From the line containing "Category: arched niche" to the end of the listing, copy each line exactly and leave out all others.

┌──

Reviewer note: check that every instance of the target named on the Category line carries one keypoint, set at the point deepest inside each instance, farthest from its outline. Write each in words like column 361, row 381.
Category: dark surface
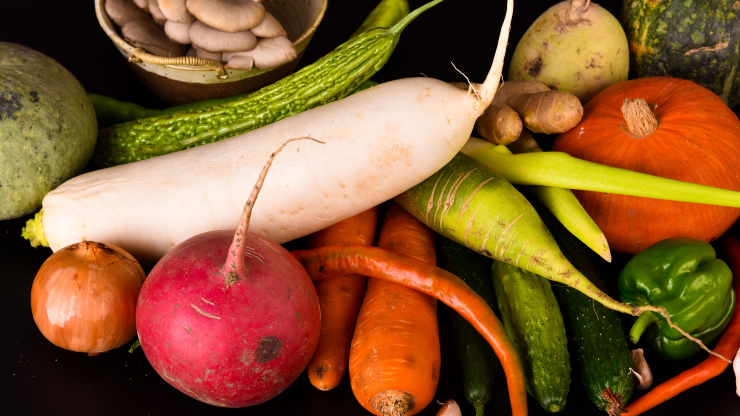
column 38, row 378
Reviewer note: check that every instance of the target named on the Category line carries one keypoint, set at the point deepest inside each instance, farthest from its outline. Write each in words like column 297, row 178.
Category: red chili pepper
column 374, row 262
column 711, row 367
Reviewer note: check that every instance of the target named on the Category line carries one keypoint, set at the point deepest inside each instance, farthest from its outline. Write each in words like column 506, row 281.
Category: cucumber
column 532, row 319
column 478, row 362
column 331, row 78
column 110, row 111
column 598, row 341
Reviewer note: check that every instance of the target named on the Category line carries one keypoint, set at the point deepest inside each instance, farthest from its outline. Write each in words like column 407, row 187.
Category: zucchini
column 599, row 343
column 532, row 319
column 331, row 78
column 478, row 362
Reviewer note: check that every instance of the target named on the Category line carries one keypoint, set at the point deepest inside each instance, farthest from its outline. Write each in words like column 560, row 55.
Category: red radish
column 231, row 333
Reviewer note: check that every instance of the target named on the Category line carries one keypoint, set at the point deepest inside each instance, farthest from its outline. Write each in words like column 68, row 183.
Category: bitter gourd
column 330, row 78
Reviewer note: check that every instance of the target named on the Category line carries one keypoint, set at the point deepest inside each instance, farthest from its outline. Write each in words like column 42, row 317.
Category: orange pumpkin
column 680, row 131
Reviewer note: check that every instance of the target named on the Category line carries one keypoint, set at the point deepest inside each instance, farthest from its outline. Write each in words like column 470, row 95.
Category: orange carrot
column 394, row 359
column 340, row 298
column 374, row 262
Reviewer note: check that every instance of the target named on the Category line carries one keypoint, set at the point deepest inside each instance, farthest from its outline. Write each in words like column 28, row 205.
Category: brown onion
column 84, row 297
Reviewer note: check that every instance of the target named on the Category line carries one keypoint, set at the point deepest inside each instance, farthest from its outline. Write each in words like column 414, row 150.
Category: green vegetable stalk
column 471, row 204
column 684, row 276
column 386, row 14
column 560, row 170
column 560, row 201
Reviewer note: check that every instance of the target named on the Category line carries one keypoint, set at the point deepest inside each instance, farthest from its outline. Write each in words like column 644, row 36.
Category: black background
column 37, row 378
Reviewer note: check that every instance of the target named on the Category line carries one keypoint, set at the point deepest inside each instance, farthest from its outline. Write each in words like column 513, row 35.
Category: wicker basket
column 195, row 79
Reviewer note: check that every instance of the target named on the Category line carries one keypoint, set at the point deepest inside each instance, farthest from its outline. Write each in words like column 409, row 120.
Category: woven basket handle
column 139, row 55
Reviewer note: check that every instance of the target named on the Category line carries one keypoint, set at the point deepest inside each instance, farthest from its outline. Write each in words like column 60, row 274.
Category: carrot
column 395, row 358
column 339, row 298
column 728, row 346
column 377, row 263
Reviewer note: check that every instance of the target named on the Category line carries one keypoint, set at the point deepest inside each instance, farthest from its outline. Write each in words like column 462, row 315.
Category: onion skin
column 84, row 297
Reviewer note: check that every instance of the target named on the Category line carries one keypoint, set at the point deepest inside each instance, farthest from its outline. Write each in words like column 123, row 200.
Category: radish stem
column 234, row 268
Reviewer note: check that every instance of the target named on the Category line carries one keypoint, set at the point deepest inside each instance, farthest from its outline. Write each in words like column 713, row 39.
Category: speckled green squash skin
column 666, row 38
column 532, row 319
column 47, row 128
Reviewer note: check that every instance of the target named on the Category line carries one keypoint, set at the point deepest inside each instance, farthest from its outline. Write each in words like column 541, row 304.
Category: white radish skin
column 379, row 143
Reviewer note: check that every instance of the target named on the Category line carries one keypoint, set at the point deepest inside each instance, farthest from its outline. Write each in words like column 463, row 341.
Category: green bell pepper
column 684, row 276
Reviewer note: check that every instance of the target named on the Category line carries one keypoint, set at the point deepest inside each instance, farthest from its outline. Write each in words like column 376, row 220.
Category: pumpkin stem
column 639, row 117
column 577, row 8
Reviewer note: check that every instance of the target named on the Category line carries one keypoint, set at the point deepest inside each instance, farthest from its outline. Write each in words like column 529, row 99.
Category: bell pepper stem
column 641, row 324
column 639, row 310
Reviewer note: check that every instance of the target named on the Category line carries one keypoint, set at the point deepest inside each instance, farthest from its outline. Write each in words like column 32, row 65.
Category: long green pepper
column 331, row 78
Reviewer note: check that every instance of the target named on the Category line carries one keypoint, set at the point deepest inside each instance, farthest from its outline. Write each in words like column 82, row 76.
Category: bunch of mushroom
column 238, row 33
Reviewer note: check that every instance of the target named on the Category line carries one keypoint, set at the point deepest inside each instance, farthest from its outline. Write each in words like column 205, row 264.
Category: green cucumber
column 331, row 78
column 110, row 111
column 478, row 362
column 599, row 343
column 532, row 319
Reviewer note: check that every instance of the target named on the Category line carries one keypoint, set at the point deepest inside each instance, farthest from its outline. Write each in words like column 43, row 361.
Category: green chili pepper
column 685, row 276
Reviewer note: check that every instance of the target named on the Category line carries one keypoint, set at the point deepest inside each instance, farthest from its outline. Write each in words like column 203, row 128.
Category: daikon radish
column 379, row 143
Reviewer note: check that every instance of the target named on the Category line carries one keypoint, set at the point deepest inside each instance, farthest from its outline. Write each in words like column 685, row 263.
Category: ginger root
column 499, row 124
column 541, row 110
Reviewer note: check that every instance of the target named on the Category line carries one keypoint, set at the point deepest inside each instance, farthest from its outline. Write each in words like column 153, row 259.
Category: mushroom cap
column 156, row 12
column 178, row 32
column 176, row 11
column 269, row 53
column 228, row 15
column 269, row 28
column 205, row 37
column 238, row 61
column 145, row 34
column 216, row 56
column 123, row 11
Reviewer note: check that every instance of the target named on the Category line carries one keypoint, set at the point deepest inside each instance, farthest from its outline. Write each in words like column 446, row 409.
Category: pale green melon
column 47, row 128
column 576, row 47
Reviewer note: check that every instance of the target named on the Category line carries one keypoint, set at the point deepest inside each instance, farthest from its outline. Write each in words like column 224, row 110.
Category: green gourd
column 47, row 128
column 331, row 78
column 698, row 40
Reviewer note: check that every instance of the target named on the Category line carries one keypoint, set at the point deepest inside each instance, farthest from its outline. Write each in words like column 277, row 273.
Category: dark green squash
column 47, row 128
column 697, row 40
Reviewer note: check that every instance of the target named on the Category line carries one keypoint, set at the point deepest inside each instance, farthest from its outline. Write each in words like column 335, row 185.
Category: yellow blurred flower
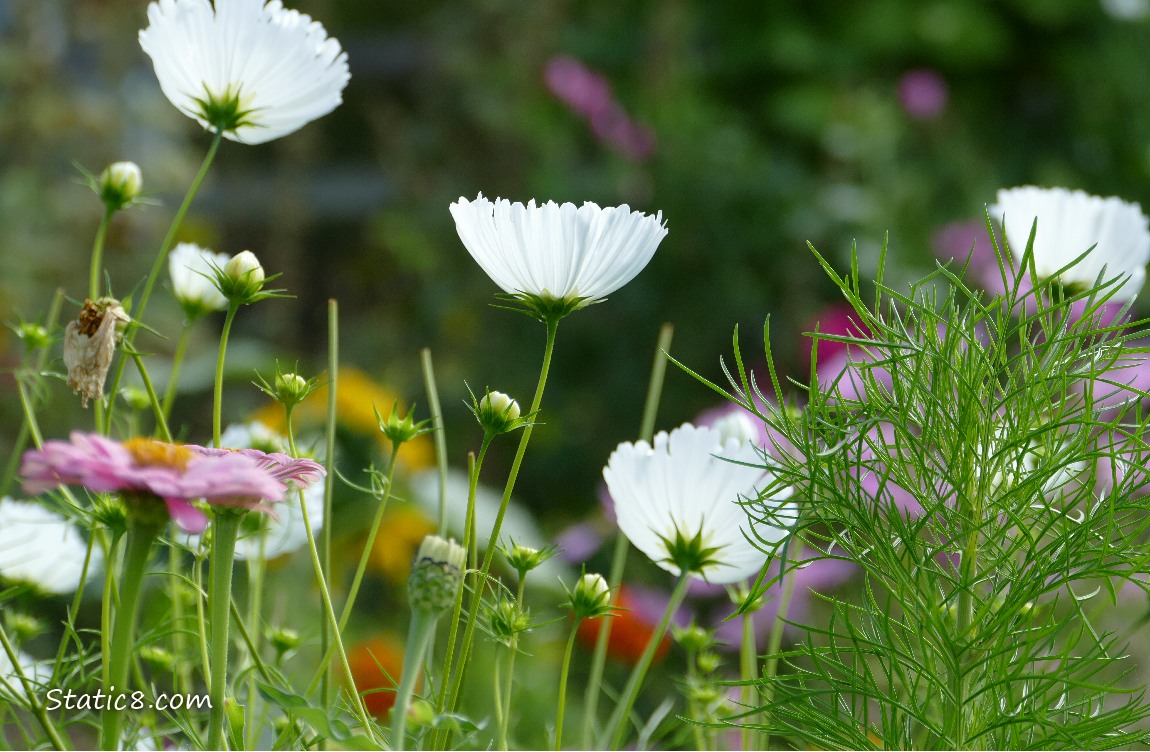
column 355, row 398
column 400, row 535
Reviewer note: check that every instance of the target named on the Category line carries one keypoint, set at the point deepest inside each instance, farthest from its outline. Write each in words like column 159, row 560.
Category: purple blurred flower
column 922, row 93
column 176, row 474
column 589, row 94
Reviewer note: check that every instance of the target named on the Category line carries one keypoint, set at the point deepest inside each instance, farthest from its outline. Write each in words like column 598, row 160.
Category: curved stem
column 622, row 545
column 138, row 547
column 562, row 684
column 217, row 393
column 101, row 232
column 225, row 528
column 616, row 727
column 473, row 614
column 137, row 312
column 177, row 361
column 419, row 637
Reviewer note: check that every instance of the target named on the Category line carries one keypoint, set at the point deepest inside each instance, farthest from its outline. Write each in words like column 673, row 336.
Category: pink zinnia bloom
column 176, row 474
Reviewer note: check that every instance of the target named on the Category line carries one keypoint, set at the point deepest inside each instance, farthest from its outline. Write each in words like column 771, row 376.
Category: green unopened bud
column 708, row 661
column 283, row 639
column 242, row 278
column 591, row 597
column 400, row 430
column 23, row 627
column 498, row 413
column 158, row 658
column 33, row 336
column 436, row 574
column 420, row 714
column 507, row 620
column 692, row 638
column 120, row 185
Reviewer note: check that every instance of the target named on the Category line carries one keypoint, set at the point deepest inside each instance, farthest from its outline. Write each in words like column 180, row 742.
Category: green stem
column 225, row 528
column 217, row 394
column 441, row 438
column 177, row 361
column 101, row 232
column 137, row 312
column 330, row 483
column 329, row 613
column 776, row 631
column 473, row 614
column 616, row 727
column 156, row 409
column 562, row 685
column 622, row 545
column 419, row 637
column 142, row 534
column 31, row 693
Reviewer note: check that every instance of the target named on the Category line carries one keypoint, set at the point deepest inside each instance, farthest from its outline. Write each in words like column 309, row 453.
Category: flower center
column 152, row 453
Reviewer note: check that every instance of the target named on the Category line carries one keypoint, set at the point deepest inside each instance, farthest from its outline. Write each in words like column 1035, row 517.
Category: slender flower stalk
column 622, row 545
column 524, row 438
column 618, row 724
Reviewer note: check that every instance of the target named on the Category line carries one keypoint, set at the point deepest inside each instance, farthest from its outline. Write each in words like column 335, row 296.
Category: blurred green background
column 753, row 127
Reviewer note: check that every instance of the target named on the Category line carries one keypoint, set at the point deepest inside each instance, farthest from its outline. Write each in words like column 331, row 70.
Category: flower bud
column 436, row 574
column 242, row 278
column 591, row 597
column 120, row 184
column 498, row 413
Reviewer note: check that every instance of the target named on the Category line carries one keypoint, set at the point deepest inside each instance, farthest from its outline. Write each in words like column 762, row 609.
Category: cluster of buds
column 436, row 575
column 90, row 340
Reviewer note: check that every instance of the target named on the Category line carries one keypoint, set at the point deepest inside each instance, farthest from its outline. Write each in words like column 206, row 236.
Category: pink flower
column 174, row 473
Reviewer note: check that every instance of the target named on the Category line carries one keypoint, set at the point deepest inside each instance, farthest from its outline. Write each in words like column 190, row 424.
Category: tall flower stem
column 616, row 727
column 439, row 434
column 101, row 232
column 473, row 614
column 562, row 684
column 225, row 528
column 217, row 393
column 329, row 614
column 775, row 641
column 137, row 312
column 419, row 638
column 177, row 361
column 144, row 527
column 622, row 545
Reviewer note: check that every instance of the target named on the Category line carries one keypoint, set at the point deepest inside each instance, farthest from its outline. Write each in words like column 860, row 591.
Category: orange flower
column 629, row 632
column 377, row 664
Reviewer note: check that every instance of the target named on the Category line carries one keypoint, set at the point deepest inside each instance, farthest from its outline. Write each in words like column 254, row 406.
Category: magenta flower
column 174, row 473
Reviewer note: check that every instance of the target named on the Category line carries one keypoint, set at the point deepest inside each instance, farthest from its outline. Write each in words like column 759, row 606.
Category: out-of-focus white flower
column 192, row 269
column 41, row 549
column 250, row 68
column 558, row 253
column 1068, row 224
column 679, row 503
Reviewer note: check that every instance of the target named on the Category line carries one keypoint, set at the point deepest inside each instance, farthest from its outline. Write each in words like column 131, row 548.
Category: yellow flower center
column 154, row 453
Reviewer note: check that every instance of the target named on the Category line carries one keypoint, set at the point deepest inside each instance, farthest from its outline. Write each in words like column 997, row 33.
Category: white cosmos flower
column 558, row 253
column 41, row 549
column 1070, row 223
column 688, row 484
column 192, row 270
column 248, row 67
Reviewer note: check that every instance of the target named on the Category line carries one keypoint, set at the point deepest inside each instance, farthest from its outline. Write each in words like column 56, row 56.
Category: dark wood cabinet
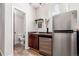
column 33, row 41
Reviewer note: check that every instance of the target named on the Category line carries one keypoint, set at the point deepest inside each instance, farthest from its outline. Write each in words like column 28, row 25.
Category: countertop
column 43, row 34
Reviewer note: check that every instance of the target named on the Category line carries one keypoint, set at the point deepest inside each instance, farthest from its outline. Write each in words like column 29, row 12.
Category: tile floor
column 20, row 51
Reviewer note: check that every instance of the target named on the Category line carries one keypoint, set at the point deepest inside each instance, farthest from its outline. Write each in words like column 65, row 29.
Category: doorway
column 19, row 29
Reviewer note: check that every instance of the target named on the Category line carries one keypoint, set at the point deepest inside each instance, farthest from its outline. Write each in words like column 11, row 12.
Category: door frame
column 14, row 8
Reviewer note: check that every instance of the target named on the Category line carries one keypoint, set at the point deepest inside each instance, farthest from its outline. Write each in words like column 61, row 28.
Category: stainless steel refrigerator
column 64, row 34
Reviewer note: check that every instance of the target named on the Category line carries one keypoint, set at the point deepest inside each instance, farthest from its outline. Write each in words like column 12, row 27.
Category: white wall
column 30, row 16
column 19, row 18
column 49, row 10
column 1, row 28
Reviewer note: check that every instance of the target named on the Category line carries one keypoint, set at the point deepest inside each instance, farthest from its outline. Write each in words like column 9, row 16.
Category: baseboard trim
column 1, row 52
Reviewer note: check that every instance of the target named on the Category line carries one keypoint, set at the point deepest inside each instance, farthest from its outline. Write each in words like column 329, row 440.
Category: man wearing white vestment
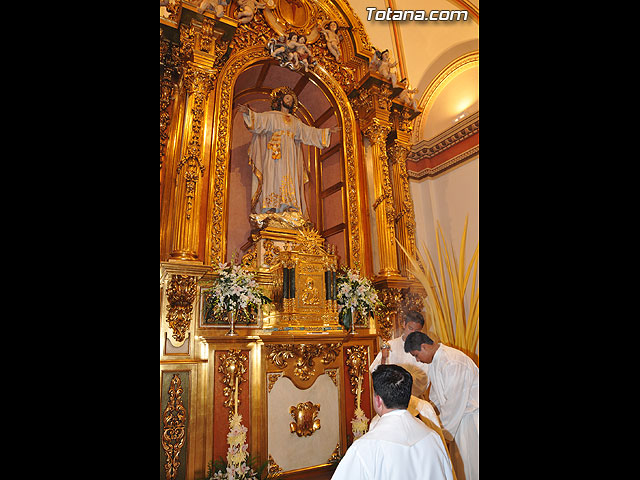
column 393, row 353
column 399, row 446
column 455, row 391
column 275, row 154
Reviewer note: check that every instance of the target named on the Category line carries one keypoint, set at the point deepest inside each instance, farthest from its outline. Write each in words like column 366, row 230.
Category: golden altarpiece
column 294, row 374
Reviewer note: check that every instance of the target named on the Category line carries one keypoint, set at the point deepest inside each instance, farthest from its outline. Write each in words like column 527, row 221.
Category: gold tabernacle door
column 303, row 280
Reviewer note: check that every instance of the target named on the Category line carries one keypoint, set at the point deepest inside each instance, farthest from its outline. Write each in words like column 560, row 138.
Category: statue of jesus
column 275, row 154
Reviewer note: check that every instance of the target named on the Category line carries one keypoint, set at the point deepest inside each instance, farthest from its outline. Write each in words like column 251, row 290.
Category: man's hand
column 385, row 354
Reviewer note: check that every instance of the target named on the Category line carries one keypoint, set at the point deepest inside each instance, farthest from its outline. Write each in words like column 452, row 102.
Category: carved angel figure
column 291, row 51
column 216, row 5
column 382, row 64
column 333, row 39
column 406, row 97
column 248, row 8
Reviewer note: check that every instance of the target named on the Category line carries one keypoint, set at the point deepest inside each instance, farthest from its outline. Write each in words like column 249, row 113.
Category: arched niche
column 343, row 187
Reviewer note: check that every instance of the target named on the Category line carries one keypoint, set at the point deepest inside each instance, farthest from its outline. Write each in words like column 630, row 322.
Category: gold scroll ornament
column 174, row 420
column 304, row 419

└──

TASK RESPONSE
Category: arched niche
column 343, row 187
Reviewer note: check that every instance of the target named on the Category line carries one keypoint, set at the point deepest inside each instance, farthest from its outline. Write each in words like column 630, row 322.
Category: gold scroll ornament
column 174, row 420
column 304, row 419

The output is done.